◆ EXERCISE DESCRIPTION: Please identify each line in the data below that contains the word "above" and copy those lines.

◆ EXTRACTED MATERIAL:
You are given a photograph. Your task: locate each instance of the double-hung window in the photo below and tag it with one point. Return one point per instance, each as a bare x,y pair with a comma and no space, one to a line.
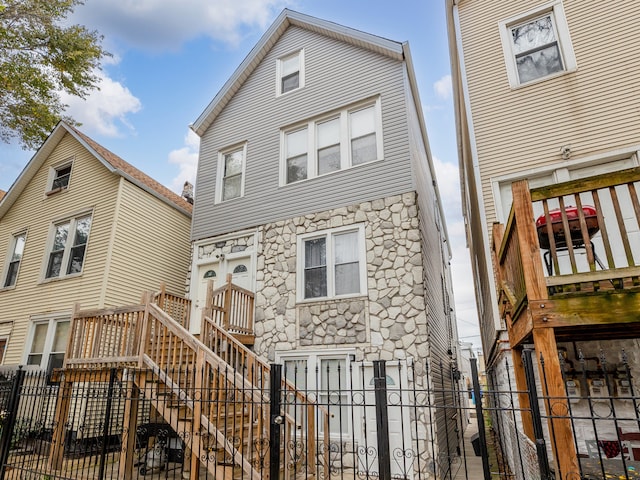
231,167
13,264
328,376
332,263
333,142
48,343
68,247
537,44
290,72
--
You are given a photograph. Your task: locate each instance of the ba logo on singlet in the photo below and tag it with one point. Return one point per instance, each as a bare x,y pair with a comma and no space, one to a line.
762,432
...
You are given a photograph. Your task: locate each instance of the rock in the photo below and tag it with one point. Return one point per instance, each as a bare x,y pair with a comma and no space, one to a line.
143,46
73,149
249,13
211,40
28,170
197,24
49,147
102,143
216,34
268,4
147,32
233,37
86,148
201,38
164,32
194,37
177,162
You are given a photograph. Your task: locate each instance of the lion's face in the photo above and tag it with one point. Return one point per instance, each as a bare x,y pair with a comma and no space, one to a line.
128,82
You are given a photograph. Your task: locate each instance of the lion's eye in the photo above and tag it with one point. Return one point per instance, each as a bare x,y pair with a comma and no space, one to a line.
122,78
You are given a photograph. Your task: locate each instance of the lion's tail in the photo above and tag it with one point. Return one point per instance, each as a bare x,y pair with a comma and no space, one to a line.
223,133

◆ OUTPUT OF THE TASK:
You are given a photograph. Your task: locate each instance of the lion's face in the photo above and tag it with one point. Return one point per instance, each as a bare x,y pair with a comma and no space, one to a line.
You are given a photograph. Your task: locate each instance of the lion's eye in the photo above and tag it with one point. Return one point per instance, each as a bare x,y pair with a comma and no space, one to a line.
You are given a photograph. Your task: locate each instance of the lion's tail in the photo above and tag it with one point. Return one point per instance, each as a bare x,y pair with a comma and no space, one to a line.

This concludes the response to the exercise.